Data in this exercise
----
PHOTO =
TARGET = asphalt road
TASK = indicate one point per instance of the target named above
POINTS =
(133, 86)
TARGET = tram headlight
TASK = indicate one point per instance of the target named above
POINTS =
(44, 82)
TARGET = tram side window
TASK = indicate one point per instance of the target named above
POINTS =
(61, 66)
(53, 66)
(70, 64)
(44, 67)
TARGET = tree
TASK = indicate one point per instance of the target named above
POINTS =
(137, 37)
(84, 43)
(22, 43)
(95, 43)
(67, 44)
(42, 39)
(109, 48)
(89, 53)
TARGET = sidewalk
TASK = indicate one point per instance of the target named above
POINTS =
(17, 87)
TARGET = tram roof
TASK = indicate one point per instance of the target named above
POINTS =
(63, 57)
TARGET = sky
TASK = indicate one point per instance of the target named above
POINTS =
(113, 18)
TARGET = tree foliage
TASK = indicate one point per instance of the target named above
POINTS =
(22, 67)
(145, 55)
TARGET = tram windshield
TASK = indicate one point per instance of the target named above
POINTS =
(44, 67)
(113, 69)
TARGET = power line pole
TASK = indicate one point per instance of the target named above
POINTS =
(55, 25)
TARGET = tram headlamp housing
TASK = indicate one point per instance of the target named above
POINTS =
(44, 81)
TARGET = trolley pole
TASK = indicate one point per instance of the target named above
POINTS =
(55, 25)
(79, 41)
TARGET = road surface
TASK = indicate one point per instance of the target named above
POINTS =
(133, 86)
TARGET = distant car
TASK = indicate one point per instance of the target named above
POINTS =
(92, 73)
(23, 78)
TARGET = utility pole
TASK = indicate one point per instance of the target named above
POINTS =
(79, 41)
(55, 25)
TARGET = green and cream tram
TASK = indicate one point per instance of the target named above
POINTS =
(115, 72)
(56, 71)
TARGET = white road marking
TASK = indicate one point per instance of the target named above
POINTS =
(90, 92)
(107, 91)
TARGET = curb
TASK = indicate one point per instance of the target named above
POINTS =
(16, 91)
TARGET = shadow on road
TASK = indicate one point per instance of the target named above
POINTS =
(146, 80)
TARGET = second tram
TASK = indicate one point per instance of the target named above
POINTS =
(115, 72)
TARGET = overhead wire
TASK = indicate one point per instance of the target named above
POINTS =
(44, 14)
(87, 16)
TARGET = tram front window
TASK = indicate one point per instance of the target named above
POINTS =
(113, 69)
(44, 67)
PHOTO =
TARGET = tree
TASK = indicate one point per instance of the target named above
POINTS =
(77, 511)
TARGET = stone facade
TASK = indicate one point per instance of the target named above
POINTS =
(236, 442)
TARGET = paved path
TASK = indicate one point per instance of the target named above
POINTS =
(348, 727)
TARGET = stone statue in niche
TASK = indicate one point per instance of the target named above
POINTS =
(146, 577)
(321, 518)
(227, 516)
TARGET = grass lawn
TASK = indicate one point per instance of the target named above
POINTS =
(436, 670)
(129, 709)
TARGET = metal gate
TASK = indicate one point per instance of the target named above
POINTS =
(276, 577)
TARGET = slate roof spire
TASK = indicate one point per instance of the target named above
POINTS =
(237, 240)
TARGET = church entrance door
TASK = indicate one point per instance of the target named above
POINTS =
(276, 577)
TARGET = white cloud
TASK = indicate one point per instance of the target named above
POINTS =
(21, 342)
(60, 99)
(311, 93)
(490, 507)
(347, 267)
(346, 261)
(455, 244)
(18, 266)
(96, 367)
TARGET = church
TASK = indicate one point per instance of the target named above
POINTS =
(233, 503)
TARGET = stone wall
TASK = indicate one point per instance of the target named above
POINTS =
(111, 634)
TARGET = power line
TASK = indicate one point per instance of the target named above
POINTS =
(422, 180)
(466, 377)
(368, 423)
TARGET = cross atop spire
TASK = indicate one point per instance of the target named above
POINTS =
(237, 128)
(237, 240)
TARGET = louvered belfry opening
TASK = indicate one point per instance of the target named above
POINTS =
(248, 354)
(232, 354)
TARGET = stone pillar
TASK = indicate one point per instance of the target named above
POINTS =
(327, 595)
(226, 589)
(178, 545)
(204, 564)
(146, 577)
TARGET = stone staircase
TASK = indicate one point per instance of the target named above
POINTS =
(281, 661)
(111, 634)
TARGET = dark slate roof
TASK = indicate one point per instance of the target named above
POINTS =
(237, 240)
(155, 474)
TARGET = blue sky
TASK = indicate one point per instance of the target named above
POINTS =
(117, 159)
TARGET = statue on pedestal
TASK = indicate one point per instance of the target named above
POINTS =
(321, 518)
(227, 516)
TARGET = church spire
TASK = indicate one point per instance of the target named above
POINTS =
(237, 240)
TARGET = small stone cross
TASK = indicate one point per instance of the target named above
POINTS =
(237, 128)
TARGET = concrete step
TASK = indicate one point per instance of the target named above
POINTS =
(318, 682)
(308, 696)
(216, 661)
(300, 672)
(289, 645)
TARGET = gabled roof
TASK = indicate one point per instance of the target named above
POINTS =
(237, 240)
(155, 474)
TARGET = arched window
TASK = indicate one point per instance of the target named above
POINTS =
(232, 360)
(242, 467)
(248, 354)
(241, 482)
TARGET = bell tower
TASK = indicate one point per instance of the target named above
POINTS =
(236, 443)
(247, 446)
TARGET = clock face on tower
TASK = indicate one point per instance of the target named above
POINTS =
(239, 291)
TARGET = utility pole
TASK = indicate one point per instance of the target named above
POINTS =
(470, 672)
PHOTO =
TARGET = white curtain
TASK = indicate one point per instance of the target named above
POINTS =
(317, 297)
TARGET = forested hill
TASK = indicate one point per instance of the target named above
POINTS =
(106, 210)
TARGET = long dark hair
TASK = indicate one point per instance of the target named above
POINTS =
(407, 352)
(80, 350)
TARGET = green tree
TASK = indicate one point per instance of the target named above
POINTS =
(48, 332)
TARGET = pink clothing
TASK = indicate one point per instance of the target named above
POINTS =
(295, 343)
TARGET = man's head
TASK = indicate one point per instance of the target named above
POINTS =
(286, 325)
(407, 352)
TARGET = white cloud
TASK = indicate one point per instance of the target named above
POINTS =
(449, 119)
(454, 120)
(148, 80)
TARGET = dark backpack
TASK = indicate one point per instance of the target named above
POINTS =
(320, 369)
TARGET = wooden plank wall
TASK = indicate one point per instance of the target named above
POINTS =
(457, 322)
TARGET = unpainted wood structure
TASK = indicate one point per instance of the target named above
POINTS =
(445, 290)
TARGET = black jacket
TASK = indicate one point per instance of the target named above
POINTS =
----
Exercise
All the entries are to be set down exactly as they appear.

Result of this exercise
PHOTO =
TARGET = asphalt road
TASK = indicate one point per instance of the target named above
POINTS =
(133, 86)
TARGET = tram headlight
TASK = indicate one point per instance of the target named above
POINTS =
(44, 82)
TARGET = tram side window
TASK = indicate one point per instance of the target named above
POINTS =
(61, 66)
(53, 66)
(70, 64)
(44, 67)
TARGET = tree
TASK = indicate one point per instance of the target named above
POINTS =
(137, 37)
(84, 43)
(22, 43)
(95, 43)
(67, 44)
(42, 39)
(109, 48)
(89, 53)
TARGET = sidewalk
TASK = indicate one point per instance of the target named above
POINTS =
(17, 87)
TARGET = tram roof
TASK = indicate one point per instance of the target named above
POINTS =
(63, 57)
TARGET = sky
TASK = indicate one point per instance of the target named above
POINTS =
(113, 18)
TARGET = tree foliage
TASK = indicate one point per instance of the target named above
POINTS =
(22, 67)
(145, 55)
TARGET = tram windshield
TASK = indicate one point per instance of the target named above
POINTS =
(44, 67)
(113, 69)
TARGET = power line pole
TASK = indicate one point per instance of the target named above
POINTS =
(55, 25)
TARGET = tram headlamp housing
TASK = indicate one point per instance of the target named above
POINTS =
(44, 81)
TARGET = trolley pole
TASK = indicate one point per instance of the target named above
POINTS =
(55, 25)
(79, 41)
TARGET = road surface
TASK = indicate one point per instance of the target named above
POINTS =
(133, 86)
TARGET = distant car
TASK = indicate one point per instance of the target named above
POINTS =
(92, 73)
(23, 78)
TARGET = utility pole
TASK = indicate one point per instance of the target named above
POINTS =
(79, 41)
(55, 25)
TARGET = green and cream tram
TASK = indicate one point per instance of the target named above
POINTS =
(115, 72)
(56, 71)
TARGET = white road marking
TASK = indicate one point per instance of the target named above
POINTS =
(90, 92)
(107, 91)
TARGET = curb
TASK = indicate one point per instance of the target named above
POINTS =
(16, 91)
TARGET = shadow on road
TASK = indicate one point per instance of the target named above
POINTS =
(146, 80)
TARGET = second tram
TASK = indicate one point per instance of the target named above
POINTS =
(115, 72)
TARGET = overhead wire
TASK = indicate one point per instance of the target named above
POINTS =
(44, 14)
(87, 16)
TARGET = tram front window
TASK = indicate one point per instance of the target named above
POINTS =
(113, 69)
(44, 67)
PHOTO =
TARGET = tree
TASK = indicate one point per instance of the target named above
POINTS =
(77, 511)
TARGET = stone facade
TASK = indicate one point per instance of the target named above
POINTS =
(236, 442)
TARGET = paved path
TASK = indicate one point per instance of the target named above
POINTS =
(348, 727)
TARGET = stone statue in niche
TASK = indicate one point per instance of the target named above
POINTS =
(146, 577)
(321, 518)
(227, 516)
TARGET = grass lawn
TASK = indicate one point per instance of the target named above
POINTS =
(436, 670)
(129, 709)
TARGET = metal gate
TASK = indicate one point per instance of the target named above
POINTS =
(276, 577)
TARGET = slate roof spire
TASK = indicate one point per instance of the target named above
POINTS =
(237, 240)
TARGET = church entrance door
TASK = indicate one point per instance of the target named above
POINTS =
(276, 577)
TARGET = white cloud
TASK = indicate one point per instance of the target named above
POINTS =
(21, 342)
(60, 99)
(311, 93)
(490, 507)
(347, 267)
(346, 261)
(455, 244)
(18, 266)
(96, 367)
TARGET = church
TASK = indicate one point per instance of the target named above
POINTS =
(233, 503)
TARGET = stone wall
TASK = indicate one point per instance of the target named above
POINTS =
(111, 634)
TARGET = power line
TASK = indicate one point per instance of the target named above
POINTS =
(422, 180)
(466, 377)
(368, 423)
TARGET = cross atop spire
TASK = indicate one point per instance of the target named above
POINTS =
(237, 128)
(237, 240)
TARGET = louvered belfry opening
TASK = indicate one point per instance of the target named above
POINTS =
(248, 354)
(232, 354)
TARGET = stone pillar
TASK = indicate one point per instance of the target named above
POINTS =
(327, 595)
(226, 589)
(178, 545)
(204, 564)
(146, 577)
TARGET = stone staircase
TASK = indicate one point per instance of the target named above
POINTS =
(281, 661)
(111, 634)
TARGET = dark slate roof
TASK = indicate one point per instance of the target named above
POINTS =
(237, 240)
(155, 474)
TARGET = blue sky
TASK = indicate one point per instance of the target named above
POINTS =
(117, 159)
TARGET = statue on pedestal
TASK = indicate one point per instance of the target named above
POINTS =
(321, 518)
(227, 516)
TARGET = church spire
TASK = indicate one point per instance of the target named above
POINTS =
(237, 240)
TARGET = small stone cross
TASK = indicate one point per instance of the target named above
POINTS =
(237, 128)
TARGET = concrete step
TASK = indicate one point per instance of the target named above
POINTS =
(318, 682)
(308, 696)
(216, 661)
(300, 672)
(289, 645)
TARGET = gabled roof
TASK = indicate one point per instance of the target named above
POINTS =
(237, 240)
(155, 474)
TARGET = arched window
TASK = indicate one point per instance of the target named above
POINTS =
(232, 360)
(242, 467)
(248, 354)
(241, 482)
TARGET = bell tower
TASK = indicate one point per instance of the target named above
POINTS =
(236, 443)
(247, 446)
TARGET = clock face on tower
TASK = indicate one point per instance of the target named above
POINTS =
(239, 291)
TARGET = utility pole
TASK = indicate one point per instance of the target named above
POINTS =
(470, 672)
PHOTO =
TARGET = white curtain
TASK = indicate one point per instance of the target named above
POINTS =
(317, 297)
TARGET = forested hill
TASK = indicate one point per instance of the target named above
POINTS =
(106, 210)
TARGET = long dark hair
TASK = indicate one point per instance of the target named above
POINTS =
(407, 352)
(80, 350)
TARGET = green tree
TASK = indicate one point per instance of the target named above
POINTS =
(48, 332)
TARGET = pink clothing
TASK = indicate one point per instance of the target named above
POINTS =
(295, 343)
TARGET = man's head
TASK = indicate one point per instance of the target named above
POINTS =
(286, 325)
(407, 352)
TARGET = white cloud
TASK = indicate one point per instance of the target named above
POINTS =
(449, 119)
(454, 120)
(148, 80)
TARGET = dark backpack
TASK = indicate one point per instance of the target named above
POINTS =
(320, 369)
TARGET = wooden plank wall
TASK = indicate one point per instance of the target named above
POINTS =
(457, 322)
TARGET = unpainted wood structure
TASK = indicate one point per instance of the target named above
POINTS =
(445, 290)
TARGET = black jacket
TASK = indicate one point per instance of the target named above
POINTS =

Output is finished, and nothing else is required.